* **Compito da svolgere**
Stabilisci se le affermazioni (a), (b) e (c) concordano con il testo sulla tragedia dell'Heysel: per ciascuna rispondi sì o no e riporta tra virgolette le parole del testo che lo decidono.
(a) Il rigore segnato da Platini fu concesso da un arbitro svizzero.
(b) Dopo quella partita Platini tornò più volte all'Heysel.
(c) La coppa fu consegnata ai giocatori negli spogliatoi.

* **Estratto del testo**
::::::

Juventus e Liverpool giocarono infine la partita, segnò Michel Platini, su un calcio di rigore inesistente che l'arbitro André Daina, svizzero, concesse forse per rimediare al dramma dei tifosi juventini morti, di cui lui, come tutta l'Uefa, sapeva. Platini festeggiò con il braccio alzato come un fantasma di un altro pianeta. «Quando l'acrobata cade entrano i clowns». Furono le sue parole, incomprese e sfruttate. Finita la partita prese coscienza della tragedia e del proprio errore, fu la "sua" morte professionale, fu l'inizio di pensieri diversi che lo indussero a non ritornare più all'Heysel, in quella terra, in quella città, con il fastidio di un peccato commesso, di un'offesa alla memoria di chi era venuto in quel luogo per vedere giocare proprio lui, Michel Platini, le roi , per fare festa e convivere una notte di gioia. Fu l'inizio del suo pensiero al ritiro anticipato dalla carriera. La coppa venne deposta davanti a quella curva abbandonata dal mondo.

Trent'anni sono un tempo lunghissimo e, assieme, breve, ferocemente breve quando il ricordo è così aspro, quando la memoria va alla morte, al dolore che non può avere spiegazione.

Trent'anni non sono ancora serviti alla ciurma di idioti, detti tifosi ma meglio sarebbe dire e scrivere jene, che di quei morti non hanno ricordo se non per l'insulto, lo sberleffo, il ghigno nelle loro curve di falsa passione, discariche di menti drogate.

Il calcio cerca di correre più veloce della vita e non riesce a fermarsi, per riflettere, per rispettare il silenzio di chi non c'è più. E che, per lui, soltanto per lui, ha finito la propria esistenza, in una sera di maggio.

Oggi troverà appena il tempo per la commozione.

Domani tornerà a urlare il proprio volgare disprezzo.

::::::

* **Voci**

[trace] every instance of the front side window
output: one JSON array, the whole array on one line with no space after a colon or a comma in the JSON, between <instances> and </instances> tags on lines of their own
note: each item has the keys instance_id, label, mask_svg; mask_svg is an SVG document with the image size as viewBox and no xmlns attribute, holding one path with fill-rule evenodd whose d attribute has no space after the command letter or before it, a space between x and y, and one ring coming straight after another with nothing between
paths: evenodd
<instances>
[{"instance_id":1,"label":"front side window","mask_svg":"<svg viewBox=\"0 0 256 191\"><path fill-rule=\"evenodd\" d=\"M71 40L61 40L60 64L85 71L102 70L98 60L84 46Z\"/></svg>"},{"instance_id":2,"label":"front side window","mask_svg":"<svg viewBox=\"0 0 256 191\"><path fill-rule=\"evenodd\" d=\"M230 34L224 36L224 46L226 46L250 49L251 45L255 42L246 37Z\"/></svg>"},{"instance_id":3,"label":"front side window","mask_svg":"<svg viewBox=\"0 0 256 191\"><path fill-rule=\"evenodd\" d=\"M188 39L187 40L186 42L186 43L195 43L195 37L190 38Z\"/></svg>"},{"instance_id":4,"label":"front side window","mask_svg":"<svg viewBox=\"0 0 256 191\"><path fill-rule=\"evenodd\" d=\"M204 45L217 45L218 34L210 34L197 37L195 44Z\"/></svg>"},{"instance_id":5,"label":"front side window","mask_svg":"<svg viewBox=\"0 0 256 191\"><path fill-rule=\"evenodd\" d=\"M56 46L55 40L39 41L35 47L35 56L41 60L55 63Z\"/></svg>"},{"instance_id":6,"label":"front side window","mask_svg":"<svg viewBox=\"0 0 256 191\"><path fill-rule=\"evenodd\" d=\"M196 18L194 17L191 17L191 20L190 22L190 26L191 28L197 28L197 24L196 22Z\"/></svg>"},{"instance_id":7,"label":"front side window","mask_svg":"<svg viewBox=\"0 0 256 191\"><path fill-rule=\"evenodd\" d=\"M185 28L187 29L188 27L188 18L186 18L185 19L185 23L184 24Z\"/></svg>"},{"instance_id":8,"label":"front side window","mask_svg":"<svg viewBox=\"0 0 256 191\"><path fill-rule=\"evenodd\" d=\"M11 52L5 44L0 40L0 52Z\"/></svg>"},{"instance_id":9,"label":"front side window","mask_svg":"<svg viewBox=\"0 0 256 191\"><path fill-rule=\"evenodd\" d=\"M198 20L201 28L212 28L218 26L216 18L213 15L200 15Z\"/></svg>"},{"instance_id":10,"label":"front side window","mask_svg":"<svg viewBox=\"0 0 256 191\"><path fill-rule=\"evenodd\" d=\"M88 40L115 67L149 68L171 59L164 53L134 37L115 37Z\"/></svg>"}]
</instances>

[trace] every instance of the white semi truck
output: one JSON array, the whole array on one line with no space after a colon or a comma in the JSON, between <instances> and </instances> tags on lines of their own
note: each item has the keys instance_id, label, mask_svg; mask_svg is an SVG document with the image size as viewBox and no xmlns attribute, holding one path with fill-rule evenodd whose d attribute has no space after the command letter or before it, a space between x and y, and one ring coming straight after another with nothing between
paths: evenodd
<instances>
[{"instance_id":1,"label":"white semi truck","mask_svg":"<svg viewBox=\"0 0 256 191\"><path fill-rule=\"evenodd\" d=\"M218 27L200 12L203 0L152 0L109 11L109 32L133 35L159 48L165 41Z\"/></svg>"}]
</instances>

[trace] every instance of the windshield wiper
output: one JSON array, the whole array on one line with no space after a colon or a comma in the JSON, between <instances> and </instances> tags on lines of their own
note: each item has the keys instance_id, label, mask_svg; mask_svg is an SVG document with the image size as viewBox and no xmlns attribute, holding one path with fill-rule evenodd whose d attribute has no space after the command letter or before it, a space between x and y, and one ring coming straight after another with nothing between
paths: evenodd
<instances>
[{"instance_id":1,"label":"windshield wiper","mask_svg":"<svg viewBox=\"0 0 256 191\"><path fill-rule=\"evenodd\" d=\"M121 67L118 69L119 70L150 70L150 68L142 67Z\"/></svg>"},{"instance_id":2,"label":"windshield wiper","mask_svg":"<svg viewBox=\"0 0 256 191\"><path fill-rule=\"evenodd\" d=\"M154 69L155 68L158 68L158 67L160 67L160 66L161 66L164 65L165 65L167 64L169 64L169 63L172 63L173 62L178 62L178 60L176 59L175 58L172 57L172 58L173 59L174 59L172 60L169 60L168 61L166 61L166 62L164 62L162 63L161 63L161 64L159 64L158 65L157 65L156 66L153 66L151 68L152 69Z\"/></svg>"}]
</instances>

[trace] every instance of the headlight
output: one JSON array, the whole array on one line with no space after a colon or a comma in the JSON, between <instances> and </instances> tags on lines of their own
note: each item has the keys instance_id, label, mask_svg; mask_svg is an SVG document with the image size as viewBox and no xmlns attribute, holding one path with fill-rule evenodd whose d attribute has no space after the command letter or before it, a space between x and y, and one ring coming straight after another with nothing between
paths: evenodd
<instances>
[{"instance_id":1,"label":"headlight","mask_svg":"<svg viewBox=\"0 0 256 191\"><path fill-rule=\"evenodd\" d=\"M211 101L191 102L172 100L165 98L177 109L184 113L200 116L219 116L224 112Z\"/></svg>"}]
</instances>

::::::

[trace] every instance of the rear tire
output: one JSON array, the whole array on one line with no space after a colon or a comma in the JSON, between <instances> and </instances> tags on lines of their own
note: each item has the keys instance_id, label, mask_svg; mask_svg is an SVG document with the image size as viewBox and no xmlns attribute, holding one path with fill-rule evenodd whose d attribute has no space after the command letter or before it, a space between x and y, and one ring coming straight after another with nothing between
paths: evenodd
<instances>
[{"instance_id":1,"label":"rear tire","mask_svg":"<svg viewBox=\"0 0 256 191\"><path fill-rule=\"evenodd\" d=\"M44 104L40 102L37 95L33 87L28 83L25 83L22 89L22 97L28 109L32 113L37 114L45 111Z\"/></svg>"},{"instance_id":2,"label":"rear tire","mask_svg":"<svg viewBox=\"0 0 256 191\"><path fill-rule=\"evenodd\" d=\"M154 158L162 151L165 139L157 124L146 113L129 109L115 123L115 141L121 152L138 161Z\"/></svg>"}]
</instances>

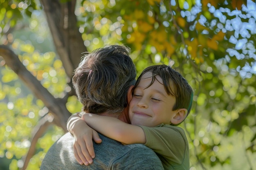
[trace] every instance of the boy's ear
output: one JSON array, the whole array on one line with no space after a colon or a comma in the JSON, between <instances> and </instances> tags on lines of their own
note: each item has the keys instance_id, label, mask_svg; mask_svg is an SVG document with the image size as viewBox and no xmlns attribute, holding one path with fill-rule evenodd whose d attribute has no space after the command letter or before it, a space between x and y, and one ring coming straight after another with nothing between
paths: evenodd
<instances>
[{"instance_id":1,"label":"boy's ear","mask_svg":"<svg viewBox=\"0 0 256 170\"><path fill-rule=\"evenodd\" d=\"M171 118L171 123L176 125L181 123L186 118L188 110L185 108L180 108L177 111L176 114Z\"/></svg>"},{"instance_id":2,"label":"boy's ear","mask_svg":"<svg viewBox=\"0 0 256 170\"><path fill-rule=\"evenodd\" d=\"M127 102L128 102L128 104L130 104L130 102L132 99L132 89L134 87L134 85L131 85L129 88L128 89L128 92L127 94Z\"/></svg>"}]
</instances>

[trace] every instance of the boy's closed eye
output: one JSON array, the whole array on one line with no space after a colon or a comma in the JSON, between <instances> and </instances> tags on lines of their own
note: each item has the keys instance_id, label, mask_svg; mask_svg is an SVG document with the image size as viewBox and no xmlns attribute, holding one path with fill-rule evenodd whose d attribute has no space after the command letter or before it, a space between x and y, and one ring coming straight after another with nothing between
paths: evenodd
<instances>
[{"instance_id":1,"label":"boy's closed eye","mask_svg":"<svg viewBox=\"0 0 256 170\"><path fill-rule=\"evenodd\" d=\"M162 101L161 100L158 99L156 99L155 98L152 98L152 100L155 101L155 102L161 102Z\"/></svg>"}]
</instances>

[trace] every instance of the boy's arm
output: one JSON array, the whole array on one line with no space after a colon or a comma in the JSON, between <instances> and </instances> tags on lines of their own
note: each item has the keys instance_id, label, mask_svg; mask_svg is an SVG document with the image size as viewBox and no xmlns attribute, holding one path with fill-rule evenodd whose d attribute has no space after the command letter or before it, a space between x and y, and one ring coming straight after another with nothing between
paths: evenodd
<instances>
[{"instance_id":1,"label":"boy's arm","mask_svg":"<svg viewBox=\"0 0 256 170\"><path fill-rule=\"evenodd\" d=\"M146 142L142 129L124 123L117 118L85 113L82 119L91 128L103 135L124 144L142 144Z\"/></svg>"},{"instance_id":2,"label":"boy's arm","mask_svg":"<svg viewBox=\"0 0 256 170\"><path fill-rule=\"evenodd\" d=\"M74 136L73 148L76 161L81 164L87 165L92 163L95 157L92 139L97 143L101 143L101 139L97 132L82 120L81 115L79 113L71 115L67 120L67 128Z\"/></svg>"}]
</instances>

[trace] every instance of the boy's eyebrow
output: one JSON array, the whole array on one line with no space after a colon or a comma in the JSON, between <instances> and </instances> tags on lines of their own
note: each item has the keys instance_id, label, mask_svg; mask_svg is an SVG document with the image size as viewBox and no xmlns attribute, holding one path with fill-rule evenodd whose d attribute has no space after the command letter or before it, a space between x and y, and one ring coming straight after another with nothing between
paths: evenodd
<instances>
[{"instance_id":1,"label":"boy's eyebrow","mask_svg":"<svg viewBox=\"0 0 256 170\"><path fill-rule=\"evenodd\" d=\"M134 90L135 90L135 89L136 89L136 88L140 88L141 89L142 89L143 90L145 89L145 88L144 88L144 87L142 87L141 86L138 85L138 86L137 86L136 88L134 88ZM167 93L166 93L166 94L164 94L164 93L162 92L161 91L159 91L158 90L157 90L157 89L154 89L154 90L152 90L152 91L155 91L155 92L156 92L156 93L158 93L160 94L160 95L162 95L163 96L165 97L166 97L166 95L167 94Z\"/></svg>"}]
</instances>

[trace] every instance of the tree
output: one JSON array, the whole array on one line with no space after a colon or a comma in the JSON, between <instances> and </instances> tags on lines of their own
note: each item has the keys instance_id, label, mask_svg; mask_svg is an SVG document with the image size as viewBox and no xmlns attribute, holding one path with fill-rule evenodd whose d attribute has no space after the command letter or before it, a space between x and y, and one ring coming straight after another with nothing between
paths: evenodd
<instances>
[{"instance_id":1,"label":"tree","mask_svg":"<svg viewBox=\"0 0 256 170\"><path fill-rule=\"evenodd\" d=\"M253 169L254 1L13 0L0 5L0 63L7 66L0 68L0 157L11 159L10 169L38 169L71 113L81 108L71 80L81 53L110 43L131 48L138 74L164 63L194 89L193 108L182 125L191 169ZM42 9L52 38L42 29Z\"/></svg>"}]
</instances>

::::::

* **Risposta svolta**
(a) Sì: «su un calcio di rigore inesistente che l'arbitro André Daina, svizzero, concesse»
(b) No: «lo indussero a non ritornare più all'Heysel»
(c) No: «La coppa venne deposta davanti a quella curva abbandonata dal mondo.»